[WHAT NEEDS TO BE DONE]: Copy every row below word for word, without changing or leaving out anything.

[Collection entries]:

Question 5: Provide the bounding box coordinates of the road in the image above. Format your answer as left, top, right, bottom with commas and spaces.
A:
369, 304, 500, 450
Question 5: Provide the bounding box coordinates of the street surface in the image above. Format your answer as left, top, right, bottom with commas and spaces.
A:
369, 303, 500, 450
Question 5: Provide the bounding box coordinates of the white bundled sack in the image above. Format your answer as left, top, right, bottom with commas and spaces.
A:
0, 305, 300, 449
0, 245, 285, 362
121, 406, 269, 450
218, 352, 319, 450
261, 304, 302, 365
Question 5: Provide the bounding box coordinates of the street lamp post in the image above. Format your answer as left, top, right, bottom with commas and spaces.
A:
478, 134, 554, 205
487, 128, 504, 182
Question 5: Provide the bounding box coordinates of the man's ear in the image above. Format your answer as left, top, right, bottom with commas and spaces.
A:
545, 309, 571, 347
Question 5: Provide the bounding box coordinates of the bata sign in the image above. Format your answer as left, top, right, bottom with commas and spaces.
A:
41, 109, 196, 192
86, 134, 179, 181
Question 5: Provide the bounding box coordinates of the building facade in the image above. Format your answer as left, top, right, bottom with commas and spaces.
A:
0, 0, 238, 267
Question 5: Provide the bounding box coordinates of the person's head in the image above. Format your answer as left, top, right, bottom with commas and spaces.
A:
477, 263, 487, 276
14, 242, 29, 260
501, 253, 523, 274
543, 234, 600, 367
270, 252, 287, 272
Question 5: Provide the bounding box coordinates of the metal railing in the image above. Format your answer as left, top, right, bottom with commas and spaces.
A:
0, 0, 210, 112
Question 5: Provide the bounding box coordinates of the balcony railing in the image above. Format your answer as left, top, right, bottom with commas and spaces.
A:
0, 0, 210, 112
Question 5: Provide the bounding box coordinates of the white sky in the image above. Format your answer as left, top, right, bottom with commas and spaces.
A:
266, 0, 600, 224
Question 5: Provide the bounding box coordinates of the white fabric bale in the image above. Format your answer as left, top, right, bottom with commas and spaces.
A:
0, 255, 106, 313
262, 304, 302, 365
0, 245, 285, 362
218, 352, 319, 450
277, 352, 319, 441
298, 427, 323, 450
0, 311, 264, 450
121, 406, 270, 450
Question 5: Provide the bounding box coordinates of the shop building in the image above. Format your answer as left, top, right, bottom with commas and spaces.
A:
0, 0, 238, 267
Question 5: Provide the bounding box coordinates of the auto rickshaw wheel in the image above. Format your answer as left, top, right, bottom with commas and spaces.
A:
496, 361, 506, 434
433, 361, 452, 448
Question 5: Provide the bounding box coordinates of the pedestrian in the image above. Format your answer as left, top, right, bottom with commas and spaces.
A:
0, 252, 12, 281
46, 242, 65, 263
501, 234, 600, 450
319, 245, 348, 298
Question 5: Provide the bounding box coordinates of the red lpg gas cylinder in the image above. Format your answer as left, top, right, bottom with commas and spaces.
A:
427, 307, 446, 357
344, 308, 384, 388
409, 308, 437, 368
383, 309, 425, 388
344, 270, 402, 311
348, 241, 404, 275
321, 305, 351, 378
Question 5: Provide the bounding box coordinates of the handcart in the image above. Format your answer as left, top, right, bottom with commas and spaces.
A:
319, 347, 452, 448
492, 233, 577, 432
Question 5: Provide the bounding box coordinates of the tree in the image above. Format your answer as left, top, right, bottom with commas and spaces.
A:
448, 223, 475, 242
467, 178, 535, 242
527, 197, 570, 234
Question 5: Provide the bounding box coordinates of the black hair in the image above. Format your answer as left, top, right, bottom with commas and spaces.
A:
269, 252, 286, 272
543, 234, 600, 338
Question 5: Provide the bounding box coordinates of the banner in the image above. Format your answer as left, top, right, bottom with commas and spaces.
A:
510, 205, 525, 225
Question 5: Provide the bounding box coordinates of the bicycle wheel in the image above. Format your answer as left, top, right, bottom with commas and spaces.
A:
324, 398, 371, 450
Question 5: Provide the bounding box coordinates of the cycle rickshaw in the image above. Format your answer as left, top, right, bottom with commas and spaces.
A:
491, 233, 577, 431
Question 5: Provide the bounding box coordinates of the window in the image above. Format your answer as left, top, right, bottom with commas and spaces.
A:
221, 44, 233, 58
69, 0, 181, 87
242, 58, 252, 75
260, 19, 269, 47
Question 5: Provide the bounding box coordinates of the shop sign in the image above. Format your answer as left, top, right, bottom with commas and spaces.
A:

[SOLUTION FOR THIS PROBLEM]:
Question 5: Provide the bounding box coordinates of the road in the image above. Format your answer as left, top, right, bottom with commas and spaces.
A:
369, 304, 500, 450
Question 5: Provide the bounding box coordinates of the street surface in the image above. Format your answer as left, top, right, bottom with commas and spaces.
A:
369, 303, 500, 450
Question 5: Provide the bounding box coordinates of the white bundled sack in the image above. Format your answer as left, top, right, bottom with commas and spaces.
A:
0, 305, 300, 449
0, 245, 285, 362
121, 406, 269, 450
218, 352, 319, 450
261, 304, 302, 365
Question 5: Provide the bounding box coordinates of the street lamp post in the image above. Format your answer as left, top, right, bottom with commas and spaces.
A:
478, 134, 554, 205
487, 128, 504, 182
Question 5: Provide the bounding box coordinates of the man's ear in the image above. Format your answer as left, top, right, bottom with commas and spaces.
A:
545, 309, 571, 347
Question 5: Provide the bounding box coordinates of the bata sign in the image above. Format your answer as left, top, right, bottom with commas and spaces.
A:
41, 109, 196, 192
86, 134, 179, 181
Question 5: Provide the bounding box coordinates of the building facade in the image above. Format your answer as left, top, right, bottom with commas and spaces.
A:
0, 0, 238, 267
Question 5: Provide the bounding box coordinates of the person's head in the image above. Format your answer as left, top, right, bottom with commas and spaces.
A:
477, 263, 487, 276
14, 242, 29, 260
501, 253, 523, 274
543, 234, 600, 367
270, 252, 287, 272
Question 5: Provide the bounding box coordinates of the metal railing in the image above. Format your answer as left, top, right, bottom with commas and spaces.
A:
0, 0, 210, 112
Question 5: Provide the bounding box coordinates of the balcony railing in the image above. Format your answer as left, top, right, bottom with commas and spaces.
A:
0, 0, 210, 112
Question 5: Provide the bounding box coordinates of the white sky in the image above. Format your answer as left, top, right, bottom with commas and spaces.
A:
266, 0, 600, 224
Question 5: Provide the bounding box coordinates of the white fabric bale in the image above. Format your answer as left, top, right, bottom with commas and spaces.
A:
0, 255, 106, 313
262, 304, 302, 365
0, 245, 285, 362
218, 352, 319, 450
277, 352, 319, 441
298, 427, 323, 450
0, 311, 264, 450
121, 406, 270, 450
Question 5: Provide the bounding box coordinates of the shop building in the image above. Format your answer as left, top, right, bottom with commas and spaces.
A:
0, 0, 238, 267
Question 5: Provide the bounding box coordinates of the auto rickshaw wheel in the image above. Format your answer as left, top, right, bottom with commas and spaces.
A:
496, 361, 506, 434
433, 361, 452, 448
Question 5: Provide the bounding box coordinates of the pedestrian in the image above. Format your answer as left, top, right, bottom with commas and spaces.
A:
0, 252, 12, 281
46, 242, 65, 263
501, 234, 600, 450
319, 245, 348, 298
Question 5: Provide the bounding box coordinates of the red lpg gas cylinder in the image above. Format your answer as left, top, right, bottom with commas and spaces.
A:
427, 307, 446, 357
344, 308, 384, 388
409, 308, 437, 368
383, 309, 425, 388
344, 270, 402, 311
348, 241, 404, 275
321, 305, 351, 378
Question 5: Provide the bounding box coordinates of the handcart in the image above. Format your answer as left, top, right, bottom with commas and spaces.
A:
319, 347, 452, 448
492, 233, 577, 432
Question 5: Provide the bounding box coordinates of the tree in the image above. Format your answer as left, top, right, bottom with commas and spaces.
A:
448, 223, 475, 242
467, 178, 535, 242
527, 197, 570, 234
Question 5: Provide the bounding box coordinates of the black hair in the image above. Format your answer as left, top, right, bottom with commas and spaces.
A:
269, 252, 286, 272
543, 234, 600, 338
Question 5: Provide the bounding box coordinates of the banner in the image above. Format your answer as left, top, right, bottom with commas and spaces.
A:
510, 205, 525, 225
Question 5: Provide the bounding box coordinates of the bicycle wheel in the image above. Format your answer as left, top, right, bottom with commas and spaces.
A:
324, 398, 371, 450
Question 5: Provide the bounding box coordinates of the cycle rickshaw in the image above. Format your answer as left, top, right, bottom with commas and spaces.
A:
491, 233, 577, 431
Question 5: Provide the bounding box coordinates of the window in the image above. Format your answer as left, top, right, bottom with commas and spaces.
A:
221, 44, 233, 58
69, 0, 181, 87
242, 58, 252, 75
260, 19, 269, 47
Question 5: Provide the bounding box coordinates of the shop sign in the image above. Format your answer as left, top, right, bottom with commas and spaces.
A:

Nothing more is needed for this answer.